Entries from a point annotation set
______________________________
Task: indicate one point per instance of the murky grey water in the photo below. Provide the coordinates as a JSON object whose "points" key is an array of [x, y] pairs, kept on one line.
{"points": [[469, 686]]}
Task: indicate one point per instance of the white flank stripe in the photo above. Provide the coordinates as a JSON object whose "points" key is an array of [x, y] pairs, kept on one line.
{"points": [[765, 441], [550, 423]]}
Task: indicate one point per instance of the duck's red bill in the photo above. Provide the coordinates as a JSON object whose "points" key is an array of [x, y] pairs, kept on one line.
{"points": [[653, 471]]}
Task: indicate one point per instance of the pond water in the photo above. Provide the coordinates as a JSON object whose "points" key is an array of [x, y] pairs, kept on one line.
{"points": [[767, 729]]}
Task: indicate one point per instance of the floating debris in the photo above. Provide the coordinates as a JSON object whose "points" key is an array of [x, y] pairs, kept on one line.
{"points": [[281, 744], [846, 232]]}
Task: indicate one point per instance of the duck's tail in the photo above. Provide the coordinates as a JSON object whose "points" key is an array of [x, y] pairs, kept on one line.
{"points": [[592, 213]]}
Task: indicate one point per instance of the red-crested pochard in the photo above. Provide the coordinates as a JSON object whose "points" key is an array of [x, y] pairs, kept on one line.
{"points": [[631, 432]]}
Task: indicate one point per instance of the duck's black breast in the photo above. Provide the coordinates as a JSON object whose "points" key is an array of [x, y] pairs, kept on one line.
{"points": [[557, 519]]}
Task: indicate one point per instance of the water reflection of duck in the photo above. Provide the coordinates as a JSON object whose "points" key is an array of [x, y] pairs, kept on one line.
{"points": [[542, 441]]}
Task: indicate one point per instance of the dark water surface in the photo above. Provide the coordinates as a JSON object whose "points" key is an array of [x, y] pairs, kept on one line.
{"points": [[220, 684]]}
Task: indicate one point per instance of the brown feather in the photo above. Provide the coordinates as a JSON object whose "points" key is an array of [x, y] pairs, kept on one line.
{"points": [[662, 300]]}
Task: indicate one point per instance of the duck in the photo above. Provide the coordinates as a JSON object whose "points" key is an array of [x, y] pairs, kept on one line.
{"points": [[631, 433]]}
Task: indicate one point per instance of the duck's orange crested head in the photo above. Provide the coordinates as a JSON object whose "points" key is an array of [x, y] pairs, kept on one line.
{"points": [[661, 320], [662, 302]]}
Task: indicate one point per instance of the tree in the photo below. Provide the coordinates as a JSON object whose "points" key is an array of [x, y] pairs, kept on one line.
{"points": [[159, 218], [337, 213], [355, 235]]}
______________________________
Stated goal: The records above need to be transcribed in full. Keep every character unchanged.

Final result:
Task: indicate one point per instance of the murky grey water in the photo below. Provide the coordinates as a JSON object whose "points" key is an array of [x, y] pairs, kept on one line.
{"points": [[469, 686]]}
Task: indicate one point per instance of the white flank stripe in the photo above. Provide the coordinates as a JSON object whose "points" key is an array of [x, y] pairs, kept on one line.
{"points": [[765, 441], [550, 423]]}
Task: indicate one point per instance of the duck's red bill in the photo above. Provide the coordinates as a JSON object whose "points" key is an array of [x, y] pairs, kept on one line.
{"points": [[653, 471]]}
Task: indicate one point per instance of the pond water in the photo above. Provide the coordinates as a JSON object whose "points" key is an array of [x, y] pairs, kept on one line.
{"points": [[767, 729]]}
Task: indicate one point per instance of the floating debris in the photo above. Provide the coordinates as a JSON object whose "points" key is an array of [x, y] pairs, kept on one line.
{"points": [[281, 744], [846, 232]]}
Task: indicate one point per instance of the duck's tail in the photo above. Provide the coordinates as a JSON object whose "points" key is an array of [x, y] pairs, kept on one line.
{"points": [[592, 213]]}
Task: indicate one point per instance of the red-crested pochard in the photo above. Provide the coordinates as a JSON object whose "points" key is an array of [x, y] pairs, kept on one line.
{"points": [[631, 432]]}
Task: indicate one point per instance of the duck's black breast in the photo above. Provide the coordinates as a JSON object whose "points" key is an array of [x, y] pairs, kept on one line.
{"points": [[557, 519]]}
Task: indicate one point per instance of the water reflection of duck in the photo above. Provide the coordinates as a JSON object whose "points" key is an array of [x, y] pairs, kept on one line.
{"points": [[542, 441]]}
Task: indicate one point per instance of the dark water surface in the photo above. Provide the coordinates as a JSON object whose "points" key is an array of [x, y] pairs, kept on one line.
{"points": [[220, 684]]}
Task: indicate one point per instance of the brown feather in the photo above. Provide the coordinates as a JSON object whose "points" key is an array of [x, y] pairs, kept on one line.
{"points": [[662, 300]]}
Task: indicate one point per instance of the duck in the photo above. Provide the coordinates as a JSON object whose "points" key is an array of [x, y] pairs, kept on one line.
{"points": [[631, 433]]}
Task: indicate one point per instance of the duck's orange crested head in the photo above. Provide the coordinates as a JSON object whose "points" key is an array of [x, y] pairs, kept on one line.
{"points": [[661, 320], [662, 302]]}
Task: indicate one point per instance of the tree in the photo below. Provide the coordinates as a JSON object whose "points" key is an array of [x, y] pairs, kept on one line.
{"points": [[159, 218], [337, 213], [355, 235]]}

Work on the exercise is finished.